▶ PROBLEM TO WORK ON: Word for word, repeat each of the records below.

[Point-per-instance localization data]

--------------------

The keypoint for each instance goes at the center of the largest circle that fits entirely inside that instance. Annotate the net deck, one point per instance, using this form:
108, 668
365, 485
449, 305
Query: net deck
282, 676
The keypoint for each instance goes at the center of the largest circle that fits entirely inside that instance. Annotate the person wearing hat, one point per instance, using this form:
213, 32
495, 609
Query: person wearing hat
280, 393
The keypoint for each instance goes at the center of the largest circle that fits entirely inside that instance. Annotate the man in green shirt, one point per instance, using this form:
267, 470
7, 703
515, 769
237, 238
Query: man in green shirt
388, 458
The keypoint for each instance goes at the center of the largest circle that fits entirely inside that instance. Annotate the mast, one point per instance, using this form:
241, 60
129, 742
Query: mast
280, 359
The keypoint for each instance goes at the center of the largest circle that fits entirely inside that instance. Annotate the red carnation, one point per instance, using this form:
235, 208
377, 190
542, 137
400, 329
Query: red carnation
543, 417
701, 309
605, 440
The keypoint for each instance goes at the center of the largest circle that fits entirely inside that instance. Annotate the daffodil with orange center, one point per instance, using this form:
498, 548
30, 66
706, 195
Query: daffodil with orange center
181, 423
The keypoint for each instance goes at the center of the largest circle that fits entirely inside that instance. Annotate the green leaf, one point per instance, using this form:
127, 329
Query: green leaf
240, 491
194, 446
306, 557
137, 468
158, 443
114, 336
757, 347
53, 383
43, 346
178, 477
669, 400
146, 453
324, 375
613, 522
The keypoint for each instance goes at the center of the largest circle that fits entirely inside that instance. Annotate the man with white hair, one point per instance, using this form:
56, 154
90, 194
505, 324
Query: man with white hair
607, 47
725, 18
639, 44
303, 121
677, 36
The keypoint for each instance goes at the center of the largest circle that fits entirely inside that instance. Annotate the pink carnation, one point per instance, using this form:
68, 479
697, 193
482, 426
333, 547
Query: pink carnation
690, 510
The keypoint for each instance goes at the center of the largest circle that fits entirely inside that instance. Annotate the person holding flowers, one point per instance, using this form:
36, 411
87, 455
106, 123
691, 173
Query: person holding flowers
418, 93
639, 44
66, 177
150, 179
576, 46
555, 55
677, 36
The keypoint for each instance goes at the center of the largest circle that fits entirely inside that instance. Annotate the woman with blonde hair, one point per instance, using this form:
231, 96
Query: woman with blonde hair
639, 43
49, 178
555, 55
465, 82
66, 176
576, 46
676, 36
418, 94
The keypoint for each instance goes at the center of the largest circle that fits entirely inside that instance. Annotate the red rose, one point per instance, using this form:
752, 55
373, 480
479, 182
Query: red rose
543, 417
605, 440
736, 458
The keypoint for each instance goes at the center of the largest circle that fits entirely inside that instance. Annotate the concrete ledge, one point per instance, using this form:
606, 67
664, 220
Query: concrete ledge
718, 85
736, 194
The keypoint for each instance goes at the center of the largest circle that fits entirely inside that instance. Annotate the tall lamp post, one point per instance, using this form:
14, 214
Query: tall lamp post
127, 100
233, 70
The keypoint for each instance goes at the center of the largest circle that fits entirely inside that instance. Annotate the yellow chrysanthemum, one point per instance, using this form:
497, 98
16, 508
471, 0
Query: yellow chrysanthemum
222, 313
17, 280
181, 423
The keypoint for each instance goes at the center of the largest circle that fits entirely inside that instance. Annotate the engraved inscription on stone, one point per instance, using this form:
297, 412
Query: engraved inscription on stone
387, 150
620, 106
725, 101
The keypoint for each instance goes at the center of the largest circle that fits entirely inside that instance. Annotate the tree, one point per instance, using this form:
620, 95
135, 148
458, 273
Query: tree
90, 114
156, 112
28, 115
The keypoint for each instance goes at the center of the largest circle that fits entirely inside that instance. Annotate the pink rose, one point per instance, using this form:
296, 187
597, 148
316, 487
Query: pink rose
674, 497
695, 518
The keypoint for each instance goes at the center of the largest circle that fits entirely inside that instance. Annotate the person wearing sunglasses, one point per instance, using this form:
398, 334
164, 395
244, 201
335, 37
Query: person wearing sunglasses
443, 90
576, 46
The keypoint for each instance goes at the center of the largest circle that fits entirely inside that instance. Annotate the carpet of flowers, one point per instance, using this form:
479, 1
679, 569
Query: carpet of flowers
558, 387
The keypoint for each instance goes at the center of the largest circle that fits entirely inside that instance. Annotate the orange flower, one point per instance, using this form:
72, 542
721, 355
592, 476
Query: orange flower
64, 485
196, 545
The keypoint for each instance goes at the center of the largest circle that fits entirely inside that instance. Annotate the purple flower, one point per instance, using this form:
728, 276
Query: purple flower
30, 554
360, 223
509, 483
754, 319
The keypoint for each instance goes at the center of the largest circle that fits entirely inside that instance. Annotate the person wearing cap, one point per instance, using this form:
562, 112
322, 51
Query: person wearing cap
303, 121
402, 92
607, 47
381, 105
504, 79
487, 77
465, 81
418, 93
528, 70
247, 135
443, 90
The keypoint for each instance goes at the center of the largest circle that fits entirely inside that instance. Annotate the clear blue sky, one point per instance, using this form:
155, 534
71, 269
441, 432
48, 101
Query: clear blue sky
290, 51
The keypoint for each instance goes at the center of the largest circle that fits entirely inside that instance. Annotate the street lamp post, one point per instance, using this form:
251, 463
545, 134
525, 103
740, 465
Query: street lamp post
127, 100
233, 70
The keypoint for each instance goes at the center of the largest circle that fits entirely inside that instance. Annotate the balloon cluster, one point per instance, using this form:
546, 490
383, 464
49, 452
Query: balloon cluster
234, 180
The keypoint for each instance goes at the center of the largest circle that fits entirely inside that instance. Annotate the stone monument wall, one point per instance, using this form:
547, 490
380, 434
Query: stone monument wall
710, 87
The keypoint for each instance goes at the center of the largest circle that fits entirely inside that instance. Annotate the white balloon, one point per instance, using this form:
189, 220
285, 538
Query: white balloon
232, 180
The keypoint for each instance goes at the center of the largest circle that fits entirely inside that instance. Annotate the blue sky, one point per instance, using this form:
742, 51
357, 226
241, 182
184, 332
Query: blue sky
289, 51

--------------------

▶ FINISHED TASK:
The keypoint for each instance goes at the center of the largest circle that fits entirely inside that instance. Annotate the net deck, one point per instance, using this form:
108, 668
365, 485
449, 305
Query: net deck
282, 676
The keypoint for each instance goes at the center of the largest circle that fits entirely inside that instance. Annotate the person wearing hat, one point per instance, using this form:
213, 32
495, 609
Query: person wearing hat
280, 393
The keypoint for each instance goes at the center of the largest circle that fits entirely inside that instance. Annotate the man in green shirt, one point per instance, using this form:
267, 470
7, 703
515, 769
237, 238
Query: man in green shirt
388, 458
The keypoint for each instance goes at the center of the largest circle that fits entirely inside that instance. Annotate the mast, one point per instance, using this form:
241, 60
129, 742
Query: mast
280, 359
The keypoint for each instance goes at the center of the largest circle that fits entirely inside that instance. Annotate the red carnation, one point per instance, using this form:
235, 208
377, 190
542, 137
400, 329
Query: red carnation
543, 417
701, 309
605, 440
The keypoint for each instance goes at the center of the largest circle that fits entirely inside that instance. Annotate the daffodil with orange center, one point per instance, using this form:
498, 548
30, 66
706, 195
Query: daffodil with orange center
181, 423
The keypoint for each instance goes at the center of the largest circle that fits entirely inside that instance. Annotate the green leaf, one point per instance, using this form:
127, 329
Query: green leaf
240, 491
194, 446
306, 557
137, 468
158, 443
114, 336
757, 347
53, 383
43, 346
178, 477
669, 400
146, 453
324, 375
613, 522
The keypoint for each instance goes at the center of the largest circle that fits entirely inside that instance. Annotate the man with white hair, one point per instance, using this form:
56, 154
90, 194
505, 324
Query: man with white hair
607, 47
725, 18
639, 44
303, 121
677, 36
The keypoint for each instance goes at the center of the largest circle that fits entirely inside that instance. Annotate the pink carnation, one point per instance, using this form:
68, 479
697, 193
482, 426
333, 547
Query: pink carnation
690, 510
The keypoint for each instance goes at the center of the largest circle that fits entirely inside that instance. Annotate the person holding flowers, one point per instance, using this form:
36, 411
87, 455
106, 123
691, 173
Query: person holding flowers
418, 93
639, 44
66, 177
150, 179
576, 46
555, 55
677, 36
The keypoint for each instance goes at the center of the largest circle that fits entirely inside that instance. Annotate the woman with blonde hair, one point per instance, using this form:
231, 96
Query: woman with blonde hair
639, 43
49, 178
555, 55
465, 82
66, 176
576, 46
676, 36
418, 94
The keypoint for each instance goes at the center of the largest circle that fits entirely inside that instance. Annotate the red rose, one point per instance, using this form:
752, 55
373, 480
479, 182
Query: red rose
543, 417
605, 440
736, 458
The keypoint for each instance goes at the center of the largest circle that fits entirely inside that instance. Annotate the concrete ledge, one point per instance, using this form:
606, 67
664, 220
Query: concrete ledge
718, 85
736, 194
The keypoint for each instance goes at the center of the largest circle that fits entirely inside that instance. Annotate the tall lamp post, one point per instance, using this form:
14, 214
Query: tall lamp post
127, 100
233, 70
The keypoint for each instance goes at the center of the largest circle that fits entirely inside that instance. Annotate the yellow chrysanthemum, one point per instance, using this form:
497, 98
16, 508
471, 0
Query: yellow chrysanthemum
222, 313
17, 280
181, 423
The keypoint for each instance goes at the center of the largest circle that fits entirely inside that instance. Annotate the engraved inscription on stone, one point per instance, using this form:
297, 412
Query: engraved inscription on stone
387, 150
620, 106
725, 101
The keypoint for each instance goes at the center of the largest circle that fits entirely inside that instance. Annotate the tree, one point per instance, using this form:
620, 95
135, 148
458, 273
Query: tree
90, 114
156, 112
28, 115
The keypoint for each instance goes at the center of the largest circle that fits entirely inside that instance. Annotate the pink rose, one point per instance, using this form:
296, 187
597, 148
316, 487
Query: pink rose
674, 497
695, 518
The keypoint for each instance goes at the center of the largest circle that fits entirely inside that instance. Annotate the person wearing sunglasses, one point per instance, using this form:
398, 334
164, 395
244, 201
335, 37
Query: person wearing sunglasses
443, 90
576, 46
The keypoint for each instance goes at the center of the largest circle that fits entirely inside that instance. Annotate the carpet of flowers, one point per instance, using this form:
479, 1
679, 569
Query: carpet of flowers
558, 387
The keypoint for each instance goes at the center of the largest circle that fits entirely inside that instance. Annotate the orange flower, one point per instance, using this form:
72, 542
721, 355
592, 476
Query: orange flower
64, 485
196, 545
The keypoint for each instance goes at the center of the largest circle that fits entirely inside that instance. Annotate the purple flower, one point per instance, using this form:
728, 276
Query: purple flower
30, 554
360, 223
509, 483
754, 319
The keypoint for each instance goes at the center of the largest circle that fits entirely inside that instance. Annotate the person wearing cap, one point per instance, using this form:
562, 112
322, 51
Query: person wearing cap
303, 121
402, 92
607, 47
381, 105
504, 79
487, 77
465, 81
418, 93
528, 70
247, 135
443, 90
The keypoint for each instance goes at the center of the largest circle that fits entirely inside that instance. Annotate the clear blue sky, one point per instance, using this form:
155, 534
71, 269
441, 432
48, 101
Query: clear blue sky
290, 51
The keypoint for each instance goes at the center of the largest circle that fits entirely inside that instance. Annotate the street lamp post, one point per instance, using this form:
251, 463
545, 134
525, 103
740, 465
Query: street lamp post
127, 100
233, 70
The keypoint for each instance goes at the center of the largest circle that fits entirely inside that instance. Annotate the balloon cluster, one point per instance, using this form:
546, 490
383, 464
49, 452
Query: balloon cluster
234, 180
The keypoint for each instance goes at the center of the largest circle that fits entirely inside that instance. Annotate the stone monument wall, one point per instance, using this form:
547, 490
380, 434
Query: stone monument wall
710, 87
The keypoint for each instance goes at the center of the largest circle that fits entirely inside that instance. Annotate the white balloon, one point per instance, using this form:
189, 220
285, 538
Query: white balloon
232, 180
The keypoint for each instance goes at the center of the largest circle that fits entirely inside that instance. Annotate the blue sky, one point per instance, using this form:
742, 51
357, 226
241, 182
184, 332
Query: blue sky
289, 51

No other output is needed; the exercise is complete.